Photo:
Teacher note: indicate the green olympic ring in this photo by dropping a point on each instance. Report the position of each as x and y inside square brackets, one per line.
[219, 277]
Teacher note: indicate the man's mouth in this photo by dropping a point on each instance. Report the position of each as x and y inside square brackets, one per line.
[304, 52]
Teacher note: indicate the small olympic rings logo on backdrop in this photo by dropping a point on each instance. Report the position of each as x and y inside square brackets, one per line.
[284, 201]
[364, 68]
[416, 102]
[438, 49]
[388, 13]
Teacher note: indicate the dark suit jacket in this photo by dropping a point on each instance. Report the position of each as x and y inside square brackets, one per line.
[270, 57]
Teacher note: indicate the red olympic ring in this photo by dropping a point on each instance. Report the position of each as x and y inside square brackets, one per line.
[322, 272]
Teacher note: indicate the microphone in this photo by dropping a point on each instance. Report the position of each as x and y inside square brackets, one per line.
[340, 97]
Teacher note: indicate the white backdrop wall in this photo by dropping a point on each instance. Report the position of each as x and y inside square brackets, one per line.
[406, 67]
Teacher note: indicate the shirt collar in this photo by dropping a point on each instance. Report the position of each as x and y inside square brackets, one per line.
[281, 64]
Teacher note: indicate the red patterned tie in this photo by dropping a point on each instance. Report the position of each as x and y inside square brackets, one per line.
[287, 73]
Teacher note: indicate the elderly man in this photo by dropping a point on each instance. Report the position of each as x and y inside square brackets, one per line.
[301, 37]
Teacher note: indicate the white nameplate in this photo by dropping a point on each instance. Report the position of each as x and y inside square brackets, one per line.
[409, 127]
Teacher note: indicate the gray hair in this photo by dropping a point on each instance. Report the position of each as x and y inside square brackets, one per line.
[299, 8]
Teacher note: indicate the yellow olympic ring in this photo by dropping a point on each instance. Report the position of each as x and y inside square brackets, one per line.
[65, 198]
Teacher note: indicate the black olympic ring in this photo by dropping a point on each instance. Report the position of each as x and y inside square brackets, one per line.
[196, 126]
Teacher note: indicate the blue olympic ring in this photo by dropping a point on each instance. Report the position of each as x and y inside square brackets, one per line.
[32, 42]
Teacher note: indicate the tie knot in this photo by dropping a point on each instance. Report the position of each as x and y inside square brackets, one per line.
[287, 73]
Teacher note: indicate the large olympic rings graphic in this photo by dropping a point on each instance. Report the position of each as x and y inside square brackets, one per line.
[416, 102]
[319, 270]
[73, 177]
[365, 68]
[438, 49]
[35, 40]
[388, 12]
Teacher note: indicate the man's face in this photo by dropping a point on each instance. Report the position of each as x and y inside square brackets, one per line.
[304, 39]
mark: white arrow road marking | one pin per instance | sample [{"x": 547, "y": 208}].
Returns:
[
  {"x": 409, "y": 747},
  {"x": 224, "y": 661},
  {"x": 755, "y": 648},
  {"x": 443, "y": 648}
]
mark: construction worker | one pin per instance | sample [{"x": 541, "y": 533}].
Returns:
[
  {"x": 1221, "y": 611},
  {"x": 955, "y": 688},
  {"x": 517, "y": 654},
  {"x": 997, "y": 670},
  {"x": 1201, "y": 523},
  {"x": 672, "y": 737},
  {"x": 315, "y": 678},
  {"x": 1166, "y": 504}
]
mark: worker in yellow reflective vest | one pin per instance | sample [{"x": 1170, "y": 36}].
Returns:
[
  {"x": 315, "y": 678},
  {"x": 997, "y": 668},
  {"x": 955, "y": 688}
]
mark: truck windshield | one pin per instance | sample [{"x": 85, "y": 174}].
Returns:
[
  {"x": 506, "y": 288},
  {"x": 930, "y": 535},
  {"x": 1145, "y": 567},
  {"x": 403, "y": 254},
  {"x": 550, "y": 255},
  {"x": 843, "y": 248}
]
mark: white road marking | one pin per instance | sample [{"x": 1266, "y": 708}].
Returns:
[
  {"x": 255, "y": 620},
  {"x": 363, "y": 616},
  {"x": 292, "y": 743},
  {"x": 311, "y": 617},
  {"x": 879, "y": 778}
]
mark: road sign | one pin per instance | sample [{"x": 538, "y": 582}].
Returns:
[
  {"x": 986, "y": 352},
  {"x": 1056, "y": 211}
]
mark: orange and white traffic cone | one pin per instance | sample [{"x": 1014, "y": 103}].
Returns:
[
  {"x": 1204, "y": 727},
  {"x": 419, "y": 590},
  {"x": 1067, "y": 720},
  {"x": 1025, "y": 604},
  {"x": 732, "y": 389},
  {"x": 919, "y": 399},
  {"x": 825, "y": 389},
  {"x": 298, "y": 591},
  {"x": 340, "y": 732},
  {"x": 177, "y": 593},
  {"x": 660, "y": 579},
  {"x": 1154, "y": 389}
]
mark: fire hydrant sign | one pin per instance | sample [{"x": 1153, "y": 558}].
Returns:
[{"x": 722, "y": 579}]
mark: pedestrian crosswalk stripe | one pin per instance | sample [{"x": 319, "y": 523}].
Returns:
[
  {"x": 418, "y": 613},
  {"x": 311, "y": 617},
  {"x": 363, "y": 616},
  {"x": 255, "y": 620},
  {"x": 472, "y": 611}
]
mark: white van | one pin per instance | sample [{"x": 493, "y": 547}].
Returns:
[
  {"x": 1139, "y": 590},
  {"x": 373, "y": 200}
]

****************************************

OBJECTIVE:
Put all of the rows above into a numbered list, leaving out any blank lines.

EXERCISE SOLUTION:
1. Photo:
2. Teacher note: indicate the green olympic ring in this photo by dropping a point on each instance. Report the position of each as x and y inside square brackets, one per line.
3. [219, 277]
4. Teacher note: indicate the man's mouth in this photo by dropping a point on each instance. Report the position of each as x and y inside square brackets, one per line.
5. [304, 52]
6. Teacher note: indicate the small olympic rings logo on backdrop in this photo by dropping a point on each instance. Report the position of each as x and y inside square brackets, one per line.
7. [284, 201]
8. [364, 68]
9. [416, 102]
10. [438, 49]
11. [388, 13]
12. Teacher note: indicate the dark suit jacket in this photo by dropping a point on each instance. Report the position of each as x and y inside square brackets, one per line.
13. [270, 57]
14. Teacher note: indicate the red olympic ring in this photo by dropping a point on each instance. Report the position of each as x and y inside square brackets, one per line.
15. [322, 272]
16. Teacher note: indicate the microphone in this photo by dropping a point on each instance. Report the position of each as x and y inside square brackets, one per line.
17. [340, 97]
18. Teacher note: indicate the white backdrop wall in this photo by dropping a point on each instance. Report the position of each as x and y inside square brackets, one per line.
19. [406, 67]
20. Teacher note: indicate the shirt collar in this photo by dropping a point on each instance. Report the position of each as x and y inside square brackets, one per line.
21. [281, 64]
22. Teacher note: indicate the red patterned tie in this photo by dropping a point on each instance. Report the position of each as x and y inside square brackets, one per line.
23. [287, 73]
24. Teacher note: indicate the elderly man in this photo by dropping a point on each instance. Report the position of each as x and y inside square brackets, one per line.
25. [301, 37]
26. Teacher note: indicate the white nameplate in this photo by dropping a point on each instance. Report the position of each as x and y inside square brackets, one per line.
27. [409, 127]
28. Teacher note: indicate the gray hair in this photo by dropping a point on each instance. Report the position of each as x and y inside square brackets, one per line.
29. [299, 8]
30. Teacher note: indicate the yellow olympic ring in this photo by dropping a point on each instance. Report the position of each as x and y inside square brackets, one per line.
31. [65, 198]
32. Teacher note: indicate the black olympic ring in this photo by dropping a point on each instance. Report the position of each as x and y inside square brackets, one per line.
33. [196, 126]
34. Teacher note: indicate the blue olympic ring in this photo by dropping a point on each instance. Report the position of each as x and y inside square brackets, one per line.
35. [32, 42]
36. Teacher note: indicate the tie knot in this photo by dropping a point on each instance. Report the position of each as x and y inside square brackets, one per line.
37. [287, 73]
38. Teacher note: indicate the large olympic rings graphic in this photo by dropping a point on each instance. Report the position of each as x and y inside square brackets, one per line.
39. [416, 102]
40. [319, 270]
41. [73, 177]
42. [365, 68]
43. [438, 49]
44. [35, 40]
45. [388, 12]
46. Teacher note: indicate the man's face in this photo by dropping a point on each instance. Report the position of each as x and y inside square brackets, one per line.
47. [304, 39]
48. mark: white arrow road marking | one pin per instance | sample [{"x": 547, "y": 208}].
49. Returns:
50. [
51.   {"x": 409, "y": 747},
52.   {"x": 224, "y": 661},
53.   {"x": 755, "y": 648},
54.   {"x": 443, "y": 648}
55. ]
56. mark: construction worker | one pin per instance | sample [{"x": 541, "y": 533}].
57. Returns:
58. [
59.   {"x": 1221, "y": 611},
60.   {"x": 955, "y": 688},
61.   {"x": 517, "y": 654},
62.   {"x": 997, "y": 670},
63.   {"x": 1201, "y": 523},
64.   {"x": 672, "y": 737},
65.   {"x": 315, "y": 678},
66.   {"x": 1166, "y": 504}
67. ]
68. mark: worker in yellow reflective vest | one pin per instance | sample [{"x": 1170, "y": 36}].
69. Returns:
70. [
71.   {"x": 315, "y": 678},
72.   {"x": 997, "y": 668},
73.   {"x": 955, "y": 688}
74. ]
75. mark: truck windshield | one pin per instance | sample [{"x": 85, "y": 174}].
76. Returns:
77. [
78.   {"x": 506, "y": 288},
79.   {"x": 930, "y": 535},
80.   {"x": 1145, "y": 567},
81.   {"x": 403, "y": 254},
82.   {"x": 550, "y": 255},
83.   {"x": 843, "y": 248}
84. ]
85. mark: white road marking | one pin per instance | sample [{"x": 1266, "y": 708}].
86. Returns:
87. [
88.   {"x": 255, "y": 620},
89.   {"x": 363, "y": 616},
90.   {"x": 292, "y": 743},
91.   {"x": 311, "y": 617},
92.   {"x": 879, "y": 778}
93. ]
94. mark: road sign | one pin per instance | sample [{"x": 538, "y": 582}].
95. Returns:
96. [
97.   {"x": 986, "y": 352},
98.   {"x": 1056, "y": 211}
99. ]
100. mark: orange and white traffic cone | one pin per instance | sample [{"x": 1014, "y": 103}].
101. Returns:
102. [
103.   {"x": 1204, "y": 727},
104.   {"x": 419, "y": 590},
105.   {"x": 1067, "y": 720},
106.   {"x": 1025, "y": 604},
107.   {"x": 732, "y": 389},
108.   {"x": 919, "y": 399},
109.   {"x": 825, "y": 389},
110.   {"x": 298, "y": 591},
111.   {"x": 340, "y": 732},
112.   {"x": 177, "y": 593},
113.   {"x": 660, "y": 579},
114.   {"x": 1154, "y": 389}
115. ]
116. mark: fire hydrant sign | one pin per instance | sample [{"x": 1153, "y": 558}].
117. Returns:
118. [{"x": 722, "y": 579}]
119. mark: pedestrian crosswalk stripe | one pin per instance | sample [{"x": 319, "y": 523}].
120. Returns:
121. [
122.   {"x": 418, "y": 613},
123.   {"x": 311, "y": 617},
124.   {"x": 363, "y": 616},
125.   {"x": 255, "y": 620},
126.   {"x": 472, "y": 611}
127. ]
128. mark: white van | one pin per instance | sample [{"x": 493, "y": 547}].
129. Returns:
130. [
131.   {"x": 1139, "y": 590},
132.   {"x": 373, "y": 200}
133. ]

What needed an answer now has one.